**Task instructions**
**a)** Answer these questions about the Morgan Williams biography:
(i) Who succeeded him as Parliamentary Commissioner for the Environment?
(ii) For how many years did he work for the Ministry of Agriculture and Fisheries?
(iii) In what year was he elected chair of the WWF-New Zealand board?
**b)** According to the Morgan Williams biography, why was he appointed a Companion of the Queen's Service Order in the 2020 New Year Honours? Answer in one to three sentences.
**c)** Which schools and universities does the Morgan Williams biography say he attended? List every one.

**Exercise text**
════════

2nd Parliamentary Commissioner for the Environment
- In office 1997 – March 2007
- Preceded by: Helen Hughes
- Succeeded by: Jan Wright

Personal details
- Born: 25 March 1943 (age 83)
- Relations: Morgan Williams (grandfather)
- Education: University of Bath
- Fields: Ecology
- Thesis: The ecology and behaviour of rattus species in relation to the yield of Coconuts and cocoa in Fiji (1974)

= Morgan Williams (ecologist) =

New Zealand ecologist and agricultural scientist

John Morgan Williams (born 25 March 1943) is a New Zealand ecologist and agricultural scientist who served as the Parliamentary Commissioner for the Environment from 1997 to March 2007.

Educated at Rangiora High School, Williams obtained a MSc from the University of Canterbury, studying biology and ecology, and then studied at the University of Bath where he completed a PhD in population ecology. He worked in Antarctica and Fiji before returning to New Zealand where he worked for the Ministry of Agriculture and Fisheries in research, management and policy for 21 years. In January 1996, he joined Agriculture New Zealand Limited, a Wrightson Group company, and the following year he was appointed New Zealand's second Parliamentary Commissioner for the Environment.

Williams joined the board of WWF-New Zealand in 2009 and was elected chair in 2012, serving in that role until May 2019.

In the 2020 New Year Honours, Williams was appointed a Companion of the Queen's Service Order, for services to the State and the environment.

════════

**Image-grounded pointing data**
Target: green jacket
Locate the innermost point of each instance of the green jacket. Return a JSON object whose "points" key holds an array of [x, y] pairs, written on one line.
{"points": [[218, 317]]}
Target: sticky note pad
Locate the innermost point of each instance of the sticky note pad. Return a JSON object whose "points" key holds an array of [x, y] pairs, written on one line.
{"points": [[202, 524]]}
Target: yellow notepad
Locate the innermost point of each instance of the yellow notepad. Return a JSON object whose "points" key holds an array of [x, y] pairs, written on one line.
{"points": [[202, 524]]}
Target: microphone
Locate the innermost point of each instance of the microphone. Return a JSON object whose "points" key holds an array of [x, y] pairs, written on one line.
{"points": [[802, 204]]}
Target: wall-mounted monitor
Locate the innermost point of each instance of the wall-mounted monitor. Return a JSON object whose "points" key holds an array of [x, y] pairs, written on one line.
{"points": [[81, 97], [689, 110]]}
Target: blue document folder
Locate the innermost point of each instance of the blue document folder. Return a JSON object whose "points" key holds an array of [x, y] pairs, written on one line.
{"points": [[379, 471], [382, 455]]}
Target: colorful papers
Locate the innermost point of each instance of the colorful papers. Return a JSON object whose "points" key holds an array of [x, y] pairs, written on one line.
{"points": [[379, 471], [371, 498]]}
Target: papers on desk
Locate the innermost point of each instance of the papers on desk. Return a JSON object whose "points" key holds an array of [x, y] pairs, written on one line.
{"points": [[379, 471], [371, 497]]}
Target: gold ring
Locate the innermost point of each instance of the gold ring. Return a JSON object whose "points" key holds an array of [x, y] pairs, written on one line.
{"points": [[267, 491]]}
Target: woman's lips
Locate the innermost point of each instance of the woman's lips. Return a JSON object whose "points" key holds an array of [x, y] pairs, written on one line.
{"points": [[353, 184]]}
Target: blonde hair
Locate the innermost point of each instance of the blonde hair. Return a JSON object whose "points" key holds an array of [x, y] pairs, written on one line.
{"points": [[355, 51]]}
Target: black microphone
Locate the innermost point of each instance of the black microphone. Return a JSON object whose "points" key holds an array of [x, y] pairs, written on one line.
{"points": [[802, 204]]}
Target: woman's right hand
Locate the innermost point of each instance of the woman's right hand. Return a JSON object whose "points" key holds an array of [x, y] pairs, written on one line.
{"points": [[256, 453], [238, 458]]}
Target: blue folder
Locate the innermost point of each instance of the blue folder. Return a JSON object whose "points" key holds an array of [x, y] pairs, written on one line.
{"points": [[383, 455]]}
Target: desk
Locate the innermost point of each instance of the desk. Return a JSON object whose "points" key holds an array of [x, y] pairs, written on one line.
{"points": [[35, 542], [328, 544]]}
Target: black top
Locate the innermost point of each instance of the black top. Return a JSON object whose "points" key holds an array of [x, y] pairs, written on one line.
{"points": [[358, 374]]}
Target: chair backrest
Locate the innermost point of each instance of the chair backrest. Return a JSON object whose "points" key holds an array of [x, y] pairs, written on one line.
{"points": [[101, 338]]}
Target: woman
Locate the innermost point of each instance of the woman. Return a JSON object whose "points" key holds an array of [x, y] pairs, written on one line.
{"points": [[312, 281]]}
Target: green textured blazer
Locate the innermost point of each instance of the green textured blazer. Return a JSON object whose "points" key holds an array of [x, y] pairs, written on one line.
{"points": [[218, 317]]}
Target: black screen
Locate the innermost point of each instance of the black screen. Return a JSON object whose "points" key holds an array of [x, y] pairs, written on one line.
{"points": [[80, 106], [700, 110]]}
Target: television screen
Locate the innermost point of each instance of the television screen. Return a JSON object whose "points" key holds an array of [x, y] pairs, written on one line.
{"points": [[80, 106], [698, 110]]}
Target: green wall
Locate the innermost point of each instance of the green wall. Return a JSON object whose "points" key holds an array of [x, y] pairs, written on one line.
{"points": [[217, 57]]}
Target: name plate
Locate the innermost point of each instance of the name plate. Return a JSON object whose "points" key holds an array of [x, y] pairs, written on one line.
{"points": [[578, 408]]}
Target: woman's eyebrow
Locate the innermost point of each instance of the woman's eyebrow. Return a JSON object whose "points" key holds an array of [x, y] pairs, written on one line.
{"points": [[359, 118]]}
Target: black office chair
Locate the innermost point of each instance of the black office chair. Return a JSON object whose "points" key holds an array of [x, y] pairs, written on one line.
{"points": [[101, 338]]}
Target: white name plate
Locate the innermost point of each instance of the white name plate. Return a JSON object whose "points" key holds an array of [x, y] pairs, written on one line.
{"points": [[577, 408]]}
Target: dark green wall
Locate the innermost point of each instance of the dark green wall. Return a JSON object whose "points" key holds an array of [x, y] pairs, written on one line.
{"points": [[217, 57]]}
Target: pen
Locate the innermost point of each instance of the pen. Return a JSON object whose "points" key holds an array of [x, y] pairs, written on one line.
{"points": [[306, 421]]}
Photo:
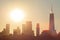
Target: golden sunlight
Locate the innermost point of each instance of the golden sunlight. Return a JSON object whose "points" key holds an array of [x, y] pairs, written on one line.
{"points": [[17, 15]]}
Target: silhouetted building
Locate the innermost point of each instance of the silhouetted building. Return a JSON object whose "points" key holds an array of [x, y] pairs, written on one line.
{"points": [[27, 28], [16, 31], [7, 29], [51, 23], [37, 29]]}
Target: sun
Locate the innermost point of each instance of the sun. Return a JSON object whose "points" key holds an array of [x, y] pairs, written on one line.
{"points": [[17, 15]]}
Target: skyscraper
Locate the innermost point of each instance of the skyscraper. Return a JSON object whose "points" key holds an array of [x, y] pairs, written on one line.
{"points": [[27, 28], [7, 29], [37, 29], [16, 31], [51, 22]]}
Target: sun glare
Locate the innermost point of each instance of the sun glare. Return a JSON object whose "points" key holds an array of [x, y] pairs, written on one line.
{"points": [[17, 15]]}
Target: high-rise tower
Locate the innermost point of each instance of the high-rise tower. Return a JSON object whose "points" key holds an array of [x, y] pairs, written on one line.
{"points": [[37, 29], [51, 22]]}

════════

**Answer list**
**a)**
(i) Jan Wright
(ii) 21 years
(iii) 2012

**b)** He was appointed a Companion of the Queen's Service Order for services to the State and the environment.

**c)**
- Rangiora High School
- University of Canterbury
- University of Bath